START Data to examine

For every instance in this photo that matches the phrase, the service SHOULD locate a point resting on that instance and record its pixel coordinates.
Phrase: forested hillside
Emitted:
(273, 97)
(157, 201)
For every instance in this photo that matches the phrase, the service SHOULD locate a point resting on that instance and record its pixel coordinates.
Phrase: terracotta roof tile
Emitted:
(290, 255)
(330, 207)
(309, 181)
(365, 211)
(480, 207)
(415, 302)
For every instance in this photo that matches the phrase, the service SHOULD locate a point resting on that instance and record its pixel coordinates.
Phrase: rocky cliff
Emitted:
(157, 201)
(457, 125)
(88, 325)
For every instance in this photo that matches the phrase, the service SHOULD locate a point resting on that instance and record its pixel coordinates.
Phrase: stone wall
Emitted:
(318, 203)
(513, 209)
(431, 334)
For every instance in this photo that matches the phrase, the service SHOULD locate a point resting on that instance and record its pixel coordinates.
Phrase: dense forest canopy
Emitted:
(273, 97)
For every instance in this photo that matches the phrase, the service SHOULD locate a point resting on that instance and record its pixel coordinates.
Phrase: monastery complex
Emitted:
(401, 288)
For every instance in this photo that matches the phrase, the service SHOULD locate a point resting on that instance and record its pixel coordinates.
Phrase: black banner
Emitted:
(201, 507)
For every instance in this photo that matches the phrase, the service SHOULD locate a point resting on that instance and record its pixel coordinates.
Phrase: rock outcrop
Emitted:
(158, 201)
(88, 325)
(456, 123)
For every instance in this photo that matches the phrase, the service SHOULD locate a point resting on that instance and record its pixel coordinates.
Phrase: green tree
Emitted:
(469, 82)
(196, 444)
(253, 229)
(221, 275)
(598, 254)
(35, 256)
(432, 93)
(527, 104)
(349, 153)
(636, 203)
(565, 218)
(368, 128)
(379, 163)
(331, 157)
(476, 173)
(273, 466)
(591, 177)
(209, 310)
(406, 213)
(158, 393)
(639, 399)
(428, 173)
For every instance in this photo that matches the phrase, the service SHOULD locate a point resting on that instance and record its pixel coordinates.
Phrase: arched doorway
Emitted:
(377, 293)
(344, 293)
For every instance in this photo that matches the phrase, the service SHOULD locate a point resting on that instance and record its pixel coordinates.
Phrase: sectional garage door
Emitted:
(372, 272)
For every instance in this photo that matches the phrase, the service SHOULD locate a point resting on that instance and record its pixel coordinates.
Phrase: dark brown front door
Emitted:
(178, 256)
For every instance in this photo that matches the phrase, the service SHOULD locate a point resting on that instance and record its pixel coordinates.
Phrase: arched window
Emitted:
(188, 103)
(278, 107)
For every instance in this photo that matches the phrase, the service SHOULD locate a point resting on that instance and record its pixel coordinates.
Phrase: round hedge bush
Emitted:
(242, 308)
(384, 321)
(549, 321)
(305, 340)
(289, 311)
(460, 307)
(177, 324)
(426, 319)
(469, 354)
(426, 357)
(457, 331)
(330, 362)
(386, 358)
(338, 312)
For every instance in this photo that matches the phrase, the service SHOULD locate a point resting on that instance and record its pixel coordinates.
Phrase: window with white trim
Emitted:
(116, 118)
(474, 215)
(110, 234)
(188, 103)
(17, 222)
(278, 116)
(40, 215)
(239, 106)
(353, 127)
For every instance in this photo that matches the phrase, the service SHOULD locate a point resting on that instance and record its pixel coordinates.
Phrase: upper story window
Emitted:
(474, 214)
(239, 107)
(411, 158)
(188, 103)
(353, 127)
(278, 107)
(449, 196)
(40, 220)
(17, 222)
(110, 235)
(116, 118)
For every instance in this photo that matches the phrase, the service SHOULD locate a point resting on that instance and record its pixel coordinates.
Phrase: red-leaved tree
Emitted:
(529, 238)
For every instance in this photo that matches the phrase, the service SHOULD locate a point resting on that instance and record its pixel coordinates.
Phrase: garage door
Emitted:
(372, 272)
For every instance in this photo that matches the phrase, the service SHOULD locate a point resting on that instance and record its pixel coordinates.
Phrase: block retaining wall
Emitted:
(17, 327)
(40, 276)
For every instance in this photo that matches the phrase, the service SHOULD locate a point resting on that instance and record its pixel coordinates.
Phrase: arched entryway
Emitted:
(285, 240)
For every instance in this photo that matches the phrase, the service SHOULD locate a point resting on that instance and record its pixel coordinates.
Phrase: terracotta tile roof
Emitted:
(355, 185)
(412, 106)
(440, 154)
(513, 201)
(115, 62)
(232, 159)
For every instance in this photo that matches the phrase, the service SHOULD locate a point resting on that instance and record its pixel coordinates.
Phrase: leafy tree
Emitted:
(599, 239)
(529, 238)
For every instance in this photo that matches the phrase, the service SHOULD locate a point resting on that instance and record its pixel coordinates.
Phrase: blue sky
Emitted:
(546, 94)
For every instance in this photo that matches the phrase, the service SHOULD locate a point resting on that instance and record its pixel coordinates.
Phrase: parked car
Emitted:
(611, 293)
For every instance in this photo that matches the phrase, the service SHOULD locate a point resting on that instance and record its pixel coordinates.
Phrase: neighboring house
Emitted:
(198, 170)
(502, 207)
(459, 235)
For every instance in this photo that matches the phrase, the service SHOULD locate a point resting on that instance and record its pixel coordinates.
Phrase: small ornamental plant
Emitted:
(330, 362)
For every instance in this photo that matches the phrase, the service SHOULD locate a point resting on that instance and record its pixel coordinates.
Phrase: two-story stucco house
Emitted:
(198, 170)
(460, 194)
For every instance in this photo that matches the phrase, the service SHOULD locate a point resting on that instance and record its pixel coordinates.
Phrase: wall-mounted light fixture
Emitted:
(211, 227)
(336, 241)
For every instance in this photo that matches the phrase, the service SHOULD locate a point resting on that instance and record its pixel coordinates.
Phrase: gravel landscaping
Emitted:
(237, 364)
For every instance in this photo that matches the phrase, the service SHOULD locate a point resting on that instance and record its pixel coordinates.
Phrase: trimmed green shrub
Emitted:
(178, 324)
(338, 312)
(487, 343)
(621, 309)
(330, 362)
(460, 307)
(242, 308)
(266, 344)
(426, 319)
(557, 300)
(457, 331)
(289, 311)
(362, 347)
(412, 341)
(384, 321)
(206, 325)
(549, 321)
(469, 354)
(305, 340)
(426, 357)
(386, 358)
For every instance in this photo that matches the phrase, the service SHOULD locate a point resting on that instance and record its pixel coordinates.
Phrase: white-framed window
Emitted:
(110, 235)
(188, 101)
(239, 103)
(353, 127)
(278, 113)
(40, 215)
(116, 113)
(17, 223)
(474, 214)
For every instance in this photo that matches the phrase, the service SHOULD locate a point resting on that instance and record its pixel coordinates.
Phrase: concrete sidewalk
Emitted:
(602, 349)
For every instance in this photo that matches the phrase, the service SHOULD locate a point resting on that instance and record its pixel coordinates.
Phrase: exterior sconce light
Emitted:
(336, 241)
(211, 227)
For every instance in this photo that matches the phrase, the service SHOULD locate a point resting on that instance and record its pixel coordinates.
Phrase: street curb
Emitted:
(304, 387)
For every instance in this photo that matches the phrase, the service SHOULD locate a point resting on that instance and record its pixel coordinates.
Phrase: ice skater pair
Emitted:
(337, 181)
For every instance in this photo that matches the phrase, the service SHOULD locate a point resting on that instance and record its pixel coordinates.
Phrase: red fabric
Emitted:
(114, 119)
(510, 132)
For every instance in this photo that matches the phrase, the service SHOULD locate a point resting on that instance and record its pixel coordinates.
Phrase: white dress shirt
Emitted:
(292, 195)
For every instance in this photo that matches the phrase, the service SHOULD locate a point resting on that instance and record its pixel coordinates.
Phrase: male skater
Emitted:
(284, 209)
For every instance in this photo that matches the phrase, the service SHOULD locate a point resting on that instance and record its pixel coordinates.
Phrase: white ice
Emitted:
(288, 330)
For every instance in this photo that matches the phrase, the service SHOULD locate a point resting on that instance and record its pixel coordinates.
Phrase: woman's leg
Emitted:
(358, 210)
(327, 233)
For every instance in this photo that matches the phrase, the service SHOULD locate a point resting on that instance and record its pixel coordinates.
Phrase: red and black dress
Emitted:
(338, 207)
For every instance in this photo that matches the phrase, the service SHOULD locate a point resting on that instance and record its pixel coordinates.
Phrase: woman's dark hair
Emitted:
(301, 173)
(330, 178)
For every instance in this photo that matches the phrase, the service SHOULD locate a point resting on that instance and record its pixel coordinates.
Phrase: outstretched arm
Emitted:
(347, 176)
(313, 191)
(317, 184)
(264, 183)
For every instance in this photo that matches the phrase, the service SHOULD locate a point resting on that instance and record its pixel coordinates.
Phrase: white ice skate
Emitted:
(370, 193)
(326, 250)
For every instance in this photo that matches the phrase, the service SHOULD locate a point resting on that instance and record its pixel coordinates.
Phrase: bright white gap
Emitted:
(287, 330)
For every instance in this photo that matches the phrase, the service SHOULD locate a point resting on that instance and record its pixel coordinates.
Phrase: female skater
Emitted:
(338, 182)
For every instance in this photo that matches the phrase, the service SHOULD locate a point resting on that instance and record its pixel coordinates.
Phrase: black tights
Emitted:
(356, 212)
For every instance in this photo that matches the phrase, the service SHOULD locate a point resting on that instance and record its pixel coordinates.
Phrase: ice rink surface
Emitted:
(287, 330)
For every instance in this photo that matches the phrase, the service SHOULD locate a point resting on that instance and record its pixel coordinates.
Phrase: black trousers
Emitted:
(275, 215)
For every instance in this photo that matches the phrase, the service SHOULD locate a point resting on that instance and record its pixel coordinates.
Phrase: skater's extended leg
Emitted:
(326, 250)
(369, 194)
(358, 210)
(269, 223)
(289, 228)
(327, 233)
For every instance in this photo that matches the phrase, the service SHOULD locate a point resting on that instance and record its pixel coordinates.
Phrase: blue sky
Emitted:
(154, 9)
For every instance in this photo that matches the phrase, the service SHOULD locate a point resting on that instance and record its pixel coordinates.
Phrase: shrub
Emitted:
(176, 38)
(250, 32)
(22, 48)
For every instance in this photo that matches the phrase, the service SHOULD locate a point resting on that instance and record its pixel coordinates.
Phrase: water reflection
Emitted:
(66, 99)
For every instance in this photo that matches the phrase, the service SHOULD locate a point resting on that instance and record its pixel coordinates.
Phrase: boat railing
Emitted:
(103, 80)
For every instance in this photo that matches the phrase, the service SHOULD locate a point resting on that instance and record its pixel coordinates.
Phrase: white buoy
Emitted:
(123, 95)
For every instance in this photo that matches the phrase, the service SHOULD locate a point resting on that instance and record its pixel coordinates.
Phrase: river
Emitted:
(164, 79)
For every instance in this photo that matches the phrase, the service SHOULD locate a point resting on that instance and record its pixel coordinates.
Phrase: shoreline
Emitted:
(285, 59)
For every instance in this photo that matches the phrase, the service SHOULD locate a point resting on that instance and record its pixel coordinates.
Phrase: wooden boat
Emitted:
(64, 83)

END Data to examine
START Data to examine

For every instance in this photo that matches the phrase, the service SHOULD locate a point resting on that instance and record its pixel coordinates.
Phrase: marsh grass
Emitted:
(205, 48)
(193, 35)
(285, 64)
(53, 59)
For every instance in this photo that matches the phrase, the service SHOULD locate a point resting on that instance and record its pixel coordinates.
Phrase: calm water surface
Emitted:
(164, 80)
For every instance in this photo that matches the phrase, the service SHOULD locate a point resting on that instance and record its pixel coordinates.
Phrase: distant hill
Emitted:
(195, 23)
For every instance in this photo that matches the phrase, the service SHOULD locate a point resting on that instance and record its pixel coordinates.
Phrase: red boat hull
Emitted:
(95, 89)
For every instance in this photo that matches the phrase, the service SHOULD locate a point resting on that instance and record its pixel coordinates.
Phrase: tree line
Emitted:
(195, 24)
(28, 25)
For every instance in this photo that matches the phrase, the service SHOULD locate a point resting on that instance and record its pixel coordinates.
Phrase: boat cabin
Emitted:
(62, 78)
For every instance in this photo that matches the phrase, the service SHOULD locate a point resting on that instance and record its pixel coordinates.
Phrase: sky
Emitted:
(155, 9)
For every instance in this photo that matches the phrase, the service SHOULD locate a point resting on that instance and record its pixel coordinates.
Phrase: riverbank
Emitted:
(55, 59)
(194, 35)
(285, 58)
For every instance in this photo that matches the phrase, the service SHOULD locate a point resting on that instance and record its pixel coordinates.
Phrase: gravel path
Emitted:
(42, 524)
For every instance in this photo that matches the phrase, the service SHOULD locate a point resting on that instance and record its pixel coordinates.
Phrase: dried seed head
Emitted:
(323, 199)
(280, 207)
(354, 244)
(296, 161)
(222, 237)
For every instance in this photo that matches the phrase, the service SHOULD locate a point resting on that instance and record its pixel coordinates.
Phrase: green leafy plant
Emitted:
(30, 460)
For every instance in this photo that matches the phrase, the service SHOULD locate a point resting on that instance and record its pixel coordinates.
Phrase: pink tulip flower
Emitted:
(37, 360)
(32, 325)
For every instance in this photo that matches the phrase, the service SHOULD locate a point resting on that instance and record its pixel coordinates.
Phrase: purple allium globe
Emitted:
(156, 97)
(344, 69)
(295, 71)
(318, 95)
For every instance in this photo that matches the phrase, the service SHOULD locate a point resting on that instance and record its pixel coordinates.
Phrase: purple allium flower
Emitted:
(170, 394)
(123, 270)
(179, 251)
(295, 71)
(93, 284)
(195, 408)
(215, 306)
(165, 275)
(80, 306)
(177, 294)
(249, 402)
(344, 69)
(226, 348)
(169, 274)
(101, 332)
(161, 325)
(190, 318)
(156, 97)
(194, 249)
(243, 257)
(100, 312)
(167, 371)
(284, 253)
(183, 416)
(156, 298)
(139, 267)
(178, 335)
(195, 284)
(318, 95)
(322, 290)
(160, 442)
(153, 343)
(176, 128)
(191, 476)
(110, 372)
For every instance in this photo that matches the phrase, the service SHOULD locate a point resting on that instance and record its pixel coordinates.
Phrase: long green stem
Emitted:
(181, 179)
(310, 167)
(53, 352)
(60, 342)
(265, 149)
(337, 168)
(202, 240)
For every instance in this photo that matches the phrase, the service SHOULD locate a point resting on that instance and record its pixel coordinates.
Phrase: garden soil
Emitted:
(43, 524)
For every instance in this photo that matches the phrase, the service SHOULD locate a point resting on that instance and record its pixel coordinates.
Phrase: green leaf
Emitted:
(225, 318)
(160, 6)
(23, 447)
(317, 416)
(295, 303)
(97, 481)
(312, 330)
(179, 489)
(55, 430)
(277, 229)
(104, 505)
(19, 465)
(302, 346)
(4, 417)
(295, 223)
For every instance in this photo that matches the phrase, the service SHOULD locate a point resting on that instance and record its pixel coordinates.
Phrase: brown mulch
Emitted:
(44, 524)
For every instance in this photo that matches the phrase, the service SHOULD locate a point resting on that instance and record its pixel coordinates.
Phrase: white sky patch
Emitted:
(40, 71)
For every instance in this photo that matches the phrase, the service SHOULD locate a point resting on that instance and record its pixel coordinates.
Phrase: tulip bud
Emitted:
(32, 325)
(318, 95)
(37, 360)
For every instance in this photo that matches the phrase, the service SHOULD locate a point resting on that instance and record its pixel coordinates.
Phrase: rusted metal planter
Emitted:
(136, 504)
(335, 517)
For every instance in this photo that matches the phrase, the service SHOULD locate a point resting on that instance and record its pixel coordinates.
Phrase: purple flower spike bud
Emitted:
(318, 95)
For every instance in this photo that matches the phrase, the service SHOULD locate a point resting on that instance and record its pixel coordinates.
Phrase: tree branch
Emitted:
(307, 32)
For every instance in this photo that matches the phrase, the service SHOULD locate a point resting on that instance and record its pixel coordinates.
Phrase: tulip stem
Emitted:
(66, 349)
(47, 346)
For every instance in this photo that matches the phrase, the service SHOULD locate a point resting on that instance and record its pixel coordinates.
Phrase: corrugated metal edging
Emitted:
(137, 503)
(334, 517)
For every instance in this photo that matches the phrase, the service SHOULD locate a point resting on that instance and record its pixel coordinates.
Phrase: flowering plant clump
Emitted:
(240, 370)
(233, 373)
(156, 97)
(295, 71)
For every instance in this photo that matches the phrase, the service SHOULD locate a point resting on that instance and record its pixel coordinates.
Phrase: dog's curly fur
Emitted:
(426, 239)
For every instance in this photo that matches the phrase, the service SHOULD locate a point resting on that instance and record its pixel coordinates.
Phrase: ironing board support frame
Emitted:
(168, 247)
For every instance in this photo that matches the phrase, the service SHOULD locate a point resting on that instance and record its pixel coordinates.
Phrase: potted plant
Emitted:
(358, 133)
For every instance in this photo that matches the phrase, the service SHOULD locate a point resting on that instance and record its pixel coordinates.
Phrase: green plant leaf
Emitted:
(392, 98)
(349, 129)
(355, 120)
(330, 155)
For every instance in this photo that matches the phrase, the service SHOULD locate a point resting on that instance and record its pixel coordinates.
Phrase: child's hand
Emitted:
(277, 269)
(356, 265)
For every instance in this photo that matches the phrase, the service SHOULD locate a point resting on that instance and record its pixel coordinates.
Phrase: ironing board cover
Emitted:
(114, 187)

END Data to examine
START Data to examine

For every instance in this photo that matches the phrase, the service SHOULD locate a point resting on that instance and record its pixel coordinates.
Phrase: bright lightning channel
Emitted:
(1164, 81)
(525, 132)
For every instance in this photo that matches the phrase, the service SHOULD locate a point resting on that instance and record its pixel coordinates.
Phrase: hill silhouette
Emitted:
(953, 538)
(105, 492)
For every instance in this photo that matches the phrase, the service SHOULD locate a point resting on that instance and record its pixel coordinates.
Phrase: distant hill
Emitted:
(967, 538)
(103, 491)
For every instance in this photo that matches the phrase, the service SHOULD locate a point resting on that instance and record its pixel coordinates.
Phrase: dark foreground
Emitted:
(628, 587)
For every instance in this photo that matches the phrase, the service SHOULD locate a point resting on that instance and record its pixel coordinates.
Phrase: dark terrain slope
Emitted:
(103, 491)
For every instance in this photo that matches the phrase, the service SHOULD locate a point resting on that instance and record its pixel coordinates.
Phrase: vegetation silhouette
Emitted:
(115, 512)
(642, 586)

END Data to examine

# Task goal:
Check every line above for the word "white" and copy those that have it.

# Problem solution:
Phrase: window with white trim
Phrase: white-framed window
Phrase: white dress shirt
Phrase: white ice
Phrase: white ice skate
Phrase: bright white gap
Phrase: white buoy
Phrase: white sky patch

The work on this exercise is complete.